*Text excerpt:*
Begin
Still the Egyptians became heavy users of Aramaic, despite the lateness of Egypt’s annexation to the Persian empire. The language would have come in beforehand, along with a sizeable population of refugees and émigrés from Aram, Phoenicia, Edom, Judah and other countries threatened or dominated by Babylon, with a de facto common language in Aramaic. But many Egyptians were also drawn into this community, as the Egyptian names occurring in Aramaic texts show, and when the Persians were replaced by the Ptolemies Egyptians continued to use Aramaic for legal documents.51

Egypt, because of its dry climate, has provided almost all the surviving texts in Aramaic from this period, written on papyrus or leather, particularly the correspondence of a Persian governor (satrap) called Arsames, a packet of letters from a family distributed between Luxor and Syene (Aswan) up and down the Nile, and at Syene the archives of the Jewish military garrison, including a fair number of legal documents and business letters to Jerusalem. This also includes the proverbs of the sage Ahiqar, a legendary counsellor at the court of the Assyrian kings Sennacherib and Esarhaddon in the early seventh century BC, one of which appears as epigraph to the second section of this chapter. Having experience of life at court, he is particularly concerned about the power of leaks and malicious gossip:

My son,

Chatter not overmuch so that thou speak out every word that come to thy mind; for men’s eyes and ears are everywhere trained upon thy mouth. Beware lest it be thy undoing. More than all watchfulness watch thy mouth, and over what thou hearest harden thy heart.
End
*Given records:*
Begin
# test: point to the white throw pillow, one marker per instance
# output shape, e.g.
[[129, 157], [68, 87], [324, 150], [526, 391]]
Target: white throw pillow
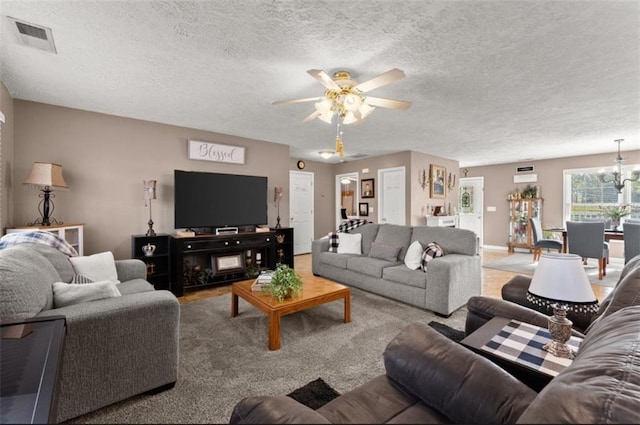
[[413, 257], [350, 243], [97, 267], [65, 294]]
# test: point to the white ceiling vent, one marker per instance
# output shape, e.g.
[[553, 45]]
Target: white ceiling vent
[[33, 35]]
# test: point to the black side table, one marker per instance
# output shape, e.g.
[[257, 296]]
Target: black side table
[[29, 369]]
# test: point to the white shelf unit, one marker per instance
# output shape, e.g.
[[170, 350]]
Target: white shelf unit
[[72, 233], [443, 220]]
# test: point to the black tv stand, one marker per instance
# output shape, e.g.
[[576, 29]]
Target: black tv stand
[[210, 260]]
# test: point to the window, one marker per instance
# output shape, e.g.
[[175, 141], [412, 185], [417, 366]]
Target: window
[[585, 195]]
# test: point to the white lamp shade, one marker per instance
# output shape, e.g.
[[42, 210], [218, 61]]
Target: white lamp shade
[[561, 277], [149, 189], [46, 174]]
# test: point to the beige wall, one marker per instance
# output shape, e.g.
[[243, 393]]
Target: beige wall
[[498, 182], [6, 158], [105, 159]]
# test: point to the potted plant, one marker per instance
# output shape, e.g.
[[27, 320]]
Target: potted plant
[[615, 213], [285, 282]]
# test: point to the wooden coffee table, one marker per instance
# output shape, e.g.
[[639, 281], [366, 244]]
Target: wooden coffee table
[[313, 294]]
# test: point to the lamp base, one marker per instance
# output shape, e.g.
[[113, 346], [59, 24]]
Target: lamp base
[[150, 232], [559, 349]]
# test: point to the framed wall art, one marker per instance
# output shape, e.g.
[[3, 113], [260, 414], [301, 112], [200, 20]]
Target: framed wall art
[[438, 185], [367, 188]]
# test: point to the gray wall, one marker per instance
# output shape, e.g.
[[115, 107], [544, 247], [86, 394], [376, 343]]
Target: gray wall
[[498, 182], [6, 157], [105, 159]]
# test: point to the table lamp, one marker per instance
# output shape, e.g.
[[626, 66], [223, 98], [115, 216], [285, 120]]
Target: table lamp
[[277, 196], [46, 176], [149, 187], [561, 282]]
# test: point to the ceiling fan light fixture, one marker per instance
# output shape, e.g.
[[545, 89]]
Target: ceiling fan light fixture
[[365, 110], [352, 102]]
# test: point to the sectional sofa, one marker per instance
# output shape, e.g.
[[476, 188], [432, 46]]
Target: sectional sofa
[[446, 284]]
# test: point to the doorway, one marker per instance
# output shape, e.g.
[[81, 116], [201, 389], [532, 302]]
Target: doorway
[[347, 195], [392, 200], [301, 210], [471, 205]]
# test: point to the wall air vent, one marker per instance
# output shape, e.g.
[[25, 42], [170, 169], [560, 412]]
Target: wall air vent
[[31, 35], [525, 169]]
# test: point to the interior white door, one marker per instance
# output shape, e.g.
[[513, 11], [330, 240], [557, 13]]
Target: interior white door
[[471, 205], [392, 198], [301, 210]]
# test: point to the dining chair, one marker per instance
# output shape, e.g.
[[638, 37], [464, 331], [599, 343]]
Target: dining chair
[[540, 243], [631, 240], [586, 239]]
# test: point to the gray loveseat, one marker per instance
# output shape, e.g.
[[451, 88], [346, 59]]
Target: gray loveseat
[[115, 348], [446, 285], [430, 379]]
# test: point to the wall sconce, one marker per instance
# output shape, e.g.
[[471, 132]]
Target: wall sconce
[[149, 187], [451, 181], [46, 176], [422, 179], [277, 196]]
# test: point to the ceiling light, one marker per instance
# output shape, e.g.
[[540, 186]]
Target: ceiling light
[[616, 174]]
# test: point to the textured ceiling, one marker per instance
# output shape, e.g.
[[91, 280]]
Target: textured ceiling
[[490, 81]]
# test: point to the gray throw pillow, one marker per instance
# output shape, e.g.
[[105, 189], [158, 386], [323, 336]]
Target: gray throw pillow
[[65, 294], [433, 250], [384, 252]]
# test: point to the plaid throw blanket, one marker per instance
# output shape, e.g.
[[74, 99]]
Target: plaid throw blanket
[[351, 224], [38, 236]]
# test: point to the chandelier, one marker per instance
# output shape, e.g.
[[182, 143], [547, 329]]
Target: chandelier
[[616, 174]]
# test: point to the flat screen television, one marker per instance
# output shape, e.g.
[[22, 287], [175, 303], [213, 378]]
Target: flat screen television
[[219, 200]]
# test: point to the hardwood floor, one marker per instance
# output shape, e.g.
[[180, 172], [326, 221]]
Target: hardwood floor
[[492, 280]]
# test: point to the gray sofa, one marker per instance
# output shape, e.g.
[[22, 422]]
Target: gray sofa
[[446, 285], [115, 348], [430, 379]]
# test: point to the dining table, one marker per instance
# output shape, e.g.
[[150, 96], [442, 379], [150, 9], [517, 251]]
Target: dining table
End
*Short task 1:* Duplicate the passage on Aramaic in Egypt from "Chatter not overmuch" to "harden thy heart.".
*Short task 2:* According to the passage on Aramaic in Egypt, what did Egyptians keep using Aramaic for once the Ptolemies had replaced the Persians?

*Final result 1:*
Chatter not overmuch so that thou speak out every word that come to thy mind; for men’s eyes and ears are everywhere trained upon thy mouth. Beware lest it be thy undoing. More than all watchfulness watch thy mouth, and over what thou hearest harden thy heart.

*Final result 2:* Legal documents.